题目: 将下面各行改写成一个 JSON 字符串列表，每行对应一个字符串，空行不算。范围从第一行开始，到含有“391 235 406 248”的那一行为止，首尾两行都包括在内。

图像标注数据:

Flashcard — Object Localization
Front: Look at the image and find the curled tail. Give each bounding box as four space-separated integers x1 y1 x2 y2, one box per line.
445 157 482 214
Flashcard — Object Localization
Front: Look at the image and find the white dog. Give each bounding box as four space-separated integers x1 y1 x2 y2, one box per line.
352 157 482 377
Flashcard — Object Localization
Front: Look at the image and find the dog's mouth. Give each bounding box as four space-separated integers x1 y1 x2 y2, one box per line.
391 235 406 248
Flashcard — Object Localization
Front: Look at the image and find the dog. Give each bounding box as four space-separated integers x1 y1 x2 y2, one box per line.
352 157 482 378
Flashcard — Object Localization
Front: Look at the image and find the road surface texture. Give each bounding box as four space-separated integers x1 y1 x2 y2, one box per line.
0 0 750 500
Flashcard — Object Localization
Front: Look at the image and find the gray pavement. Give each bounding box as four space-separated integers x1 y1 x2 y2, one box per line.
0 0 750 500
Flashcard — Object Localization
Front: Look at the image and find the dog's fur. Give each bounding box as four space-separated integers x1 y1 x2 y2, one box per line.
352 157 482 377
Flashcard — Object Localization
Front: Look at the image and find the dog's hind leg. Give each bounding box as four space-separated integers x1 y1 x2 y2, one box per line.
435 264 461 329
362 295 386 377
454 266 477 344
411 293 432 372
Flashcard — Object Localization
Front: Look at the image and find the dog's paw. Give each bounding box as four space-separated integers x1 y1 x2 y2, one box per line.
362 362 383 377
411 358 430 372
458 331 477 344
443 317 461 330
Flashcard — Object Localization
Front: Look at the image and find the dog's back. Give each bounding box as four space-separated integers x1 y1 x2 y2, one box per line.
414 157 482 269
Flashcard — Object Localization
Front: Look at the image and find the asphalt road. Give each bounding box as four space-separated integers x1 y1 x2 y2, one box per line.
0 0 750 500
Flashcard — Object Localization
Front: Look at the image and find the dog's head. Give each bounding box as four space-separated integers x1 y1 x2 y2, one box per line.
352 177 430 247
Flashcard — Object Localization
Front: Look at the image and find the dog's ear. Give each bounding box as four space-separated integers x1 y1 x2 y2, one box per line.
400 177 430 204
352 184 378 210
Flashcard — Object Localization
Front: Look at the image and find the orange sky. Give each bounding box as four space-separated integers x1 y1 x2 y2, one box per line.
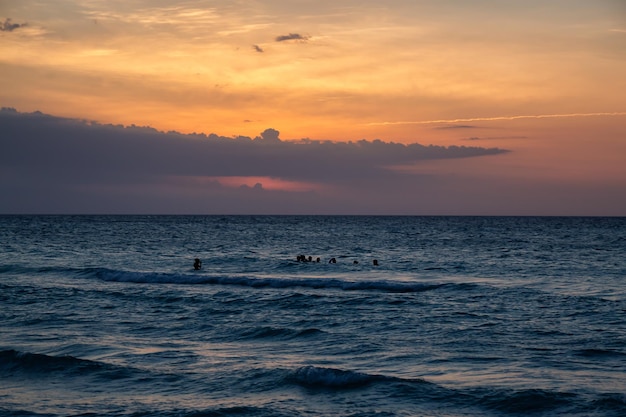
0 0 626 215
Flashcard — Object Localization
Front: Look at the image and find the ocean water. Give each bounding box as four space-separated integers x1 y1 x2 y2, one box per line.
0 216 626 417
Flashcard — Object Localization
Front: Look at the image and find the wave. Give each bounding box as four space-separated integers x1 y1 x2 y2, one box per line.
287 366 626 417
0 349 133 379
241 327 325 340
88 268 449 293
288 366 420 389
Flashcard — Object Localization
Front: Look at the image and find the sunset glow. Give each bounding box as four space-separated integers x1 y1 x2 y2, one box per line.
0 0 626 214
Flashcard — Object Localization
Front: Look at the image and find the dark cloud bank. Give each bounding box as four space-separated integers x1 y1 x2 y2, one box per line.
0 108 507 214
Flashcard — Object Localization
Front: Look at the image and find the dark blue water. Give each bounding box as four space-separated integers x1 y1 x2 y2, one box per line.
0 216 626 417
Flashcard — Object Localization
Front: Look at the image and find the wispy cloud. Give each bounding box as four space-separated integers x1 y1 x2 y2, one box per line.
276 33 309 42
0 109 507 212
367 112 626 124
0 18 27 32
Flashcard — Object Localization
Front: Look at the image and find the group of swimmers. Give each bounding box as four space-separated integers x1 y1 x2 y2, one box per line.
193 255 378 271
297 255 378 266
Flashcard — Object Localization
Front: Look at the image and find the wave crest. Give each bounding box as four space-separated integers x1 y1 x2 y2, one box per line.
87 268 447 293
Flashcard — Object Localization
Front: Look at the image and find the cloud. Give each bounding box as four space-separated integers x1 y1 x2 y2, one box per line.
0 109 507 213
435 125 478 130
276 33 309 42
0 18 27 32
462 136 528 141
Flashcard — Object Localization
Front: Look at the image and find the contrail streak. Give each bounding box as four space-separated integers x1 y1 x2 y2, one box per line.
368 112 626 126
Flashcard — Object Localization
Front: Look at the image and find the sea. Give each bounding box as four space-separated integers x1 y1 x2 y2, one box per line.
0 215 626 417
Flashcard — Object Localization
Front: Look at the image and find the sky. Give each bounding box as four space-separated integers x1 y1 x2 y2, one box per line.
0 0 626 216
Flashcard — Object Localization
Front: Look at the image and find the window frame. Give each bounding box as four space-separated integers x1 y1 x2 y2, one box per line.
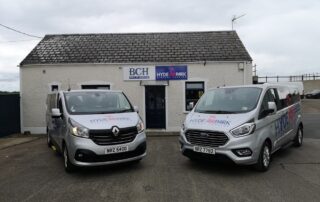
184 80 206 113
80 84 111 90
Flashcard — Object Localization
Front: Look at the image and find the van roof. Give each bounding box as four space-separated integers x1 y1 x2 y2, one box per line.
54 89 123 93
209 83 298 90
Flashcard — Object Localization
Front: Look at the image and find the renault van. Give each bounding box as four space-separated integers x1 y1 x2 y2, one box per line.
46 90 146 172
179 84 303 171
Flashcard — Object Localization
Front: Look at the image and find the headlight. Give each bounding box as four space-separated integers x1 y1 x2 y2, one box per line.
137 120 144 133
69 119 89 138
231 123 256 137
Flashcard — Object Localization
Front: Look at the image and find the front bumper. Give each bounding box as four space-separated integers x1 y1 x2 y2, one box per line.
67 132 147 166
179 131 260 165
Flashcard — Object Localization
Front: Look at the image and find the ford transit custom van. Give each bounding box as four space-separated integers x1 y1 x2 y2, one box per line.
179 84 303 171
46 90 146 172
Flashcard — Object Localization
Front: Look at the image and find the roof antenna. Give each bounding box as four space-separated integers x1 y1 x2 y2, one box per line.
68 79 71 91
231 13 246 30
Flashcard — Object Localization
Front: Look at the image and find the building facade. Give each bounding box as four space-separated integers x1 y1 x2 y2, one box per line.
20 31 252 133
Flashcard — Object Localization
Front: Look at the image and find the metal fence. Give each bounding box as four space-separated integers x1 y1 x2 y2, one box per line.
257 73 320 83
0 93 20 137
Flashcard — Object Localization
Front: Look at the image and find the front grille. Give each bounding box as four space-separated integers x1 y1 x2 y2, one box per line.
89 127 138 145
186 130 229 147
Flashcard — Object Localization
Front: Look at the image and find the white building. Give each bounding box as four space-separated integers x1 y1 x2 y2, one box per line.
20 31 252 133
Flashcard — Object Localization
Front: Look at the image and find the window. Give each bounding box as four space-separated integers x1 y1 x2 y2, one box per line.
259 89 277 119
195 87 261 114
51 85 59 92
278 86 291 110
81 85 110 90
185 82 204 111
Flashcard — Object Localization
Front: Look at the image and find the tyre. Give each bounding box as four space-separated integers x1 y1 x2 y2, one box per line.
255 141 271 172
293 126 303 147
47 128 52 148
63 146 76 173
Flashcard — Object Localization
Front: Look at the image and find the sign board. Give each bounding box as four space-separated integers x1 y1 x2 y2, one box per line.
123 66 156 81
156 65 188 80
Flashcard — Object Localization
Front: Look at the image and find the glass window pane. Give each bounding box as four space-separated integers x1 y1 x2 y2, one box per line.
186 82 203 90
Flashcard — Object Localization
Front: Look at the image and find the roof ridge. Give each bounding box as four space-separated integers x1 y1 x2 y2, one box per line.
45 30 236 36
20 30 252 65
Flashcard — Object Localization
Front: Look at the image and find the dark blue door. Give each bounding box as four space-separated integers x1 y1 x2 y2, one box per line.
145 86 166 129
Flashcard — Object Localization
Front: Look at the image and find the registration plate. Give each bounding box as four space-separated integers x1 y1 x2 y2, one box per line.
193 146 216 154
105 146 129 154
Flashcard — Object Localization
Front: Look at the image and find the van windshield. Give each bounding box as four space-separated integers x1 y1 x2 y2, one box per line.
195 87 262 114
64 91 134 114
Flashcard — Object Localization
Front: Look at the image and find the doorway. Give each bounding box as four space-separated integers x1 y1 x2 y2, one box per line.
145 86 166 129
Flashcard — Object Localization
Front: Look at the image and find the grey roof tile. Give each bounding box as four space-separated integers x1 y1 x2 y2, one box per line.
20 31 252 66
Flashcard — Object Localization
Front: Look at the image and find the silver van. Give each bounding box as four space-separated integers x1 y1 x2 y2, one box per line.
46 90 146 172
179 84 303 171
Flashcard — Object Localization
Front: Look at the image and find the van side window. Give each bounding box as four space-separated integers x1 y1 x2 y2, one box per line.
58 97 63 118
259 89 276 119
270 88 281 110
278 86 291 110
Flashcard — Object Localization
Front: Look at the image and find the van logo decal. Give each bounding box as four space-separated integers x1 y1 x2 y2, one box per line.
111 126 120 137
190 115 230 127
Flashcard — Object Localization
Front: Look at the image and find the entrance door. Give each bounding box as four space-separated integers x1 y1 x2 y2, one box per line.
145 86 166 128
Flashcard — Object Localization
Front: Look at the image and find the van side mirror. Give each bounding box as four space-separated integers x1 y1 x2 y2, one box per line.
187 102 194 110
268 102 277 114
133 106 139 113
51 108 61 118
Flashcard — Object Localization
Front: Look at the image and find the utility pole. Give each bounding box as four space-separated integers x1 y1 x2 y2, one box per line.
252 64 257 76
231 14 246 30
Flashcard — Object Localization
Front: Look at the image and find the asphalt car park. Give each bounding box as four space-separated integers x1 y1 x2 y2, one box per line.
0 101 320 201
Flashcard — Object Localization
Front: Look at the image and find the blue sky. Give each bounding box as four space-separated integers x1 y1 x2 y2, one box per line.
0 0 320 91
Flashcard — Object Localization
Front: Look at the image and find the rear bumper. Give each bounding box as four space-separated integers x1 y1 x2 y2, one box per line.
67 132 147 166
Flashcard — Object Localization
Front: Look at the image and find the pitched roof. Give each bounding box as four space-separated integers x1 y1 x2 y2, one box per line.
20 31 252 65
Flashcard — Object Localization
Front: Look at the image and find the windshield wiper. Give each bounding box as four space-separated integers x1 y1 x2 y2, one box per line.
198 110 236 114
115 109 132 113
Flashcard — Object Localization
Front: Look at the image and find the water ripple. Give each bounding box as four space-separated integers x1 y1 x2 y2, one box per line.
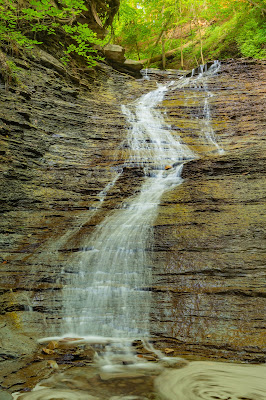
156 361 266 400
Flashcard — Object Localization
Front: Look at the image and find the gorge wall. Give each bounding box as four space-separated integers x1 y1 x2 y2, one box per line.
0 51 265 390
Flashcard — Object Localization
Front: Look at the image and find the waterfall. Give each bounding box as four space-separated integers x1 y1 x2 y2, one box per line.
59 61 222 354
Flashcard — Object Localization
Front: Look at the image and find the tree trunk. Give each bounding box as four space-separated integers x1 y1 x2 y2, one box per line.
162 33 166 69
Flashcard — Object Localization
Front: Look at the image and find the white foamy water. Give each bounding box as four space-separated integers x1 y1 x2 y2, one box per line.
59 63 222 346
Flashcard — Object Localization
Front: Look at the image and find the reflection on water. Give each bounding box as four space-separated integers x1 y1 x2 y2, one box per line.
14 358 266 400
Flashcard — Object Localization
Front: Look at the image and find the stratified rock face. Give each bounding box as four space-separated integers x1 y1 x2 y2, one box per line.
152 60 266 360
0 54 265 388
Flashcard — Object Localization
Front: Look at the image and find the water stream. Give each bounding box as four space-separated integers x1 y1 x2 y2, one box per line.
15 62 266 400
60 63 221 339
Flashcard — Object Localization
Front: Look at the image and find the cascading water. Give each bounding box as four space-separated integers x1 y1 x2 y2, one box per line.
16 63 266 400
59 60 222 354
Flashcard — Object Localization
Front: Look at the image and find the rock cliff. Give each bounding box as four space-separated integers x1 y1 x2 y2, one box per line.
0 52 265 390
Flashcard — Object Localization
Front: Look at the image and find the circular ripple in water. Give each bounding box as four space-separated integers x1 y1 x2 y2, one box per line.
156 361 266 400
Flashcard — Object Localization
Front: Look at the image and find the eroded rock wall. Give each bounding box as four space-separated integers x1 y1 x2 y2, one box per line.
0 53 265 390
153 60 266 361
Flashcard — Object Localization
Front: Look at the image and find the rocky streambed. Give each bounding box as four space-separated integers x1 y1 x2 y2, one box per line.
0 52 265 392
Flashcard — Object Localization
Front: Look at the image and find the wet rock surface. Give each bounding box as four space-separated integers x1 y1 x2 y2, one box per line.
0 54 265 391
152 60 266 362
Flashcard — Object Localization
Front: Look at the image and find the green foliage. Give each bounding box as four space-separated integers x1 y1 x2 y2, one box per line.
113 0 266 67
0 0 106 66
237 12 266 59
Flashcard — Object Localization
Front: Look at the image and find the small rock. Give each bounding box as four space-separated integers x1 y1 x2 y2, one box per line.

参考答案:
[
  "Flashcard — Object Localization",
  "Front: Look at the image and find the curled tail. Give each bounding box as four space-separated integers x1 y1 x2 y2, one box per line.",
  "445 157 482 214",
  "Flashcard — Object Localization",
  "Front: Look at the image and find the white dog. Give each bounding box as four space-separated integers x1 y1 x2 y2, one box per line.",
  "352 157 482 377",
  "Flashcard — Object Localization",
  "Front: Look at the image and find the dog's mouth. Give each bounding box as four space-separated integers x1 y1 x2 y2, one box per line.",
  "391 235 406 248"
]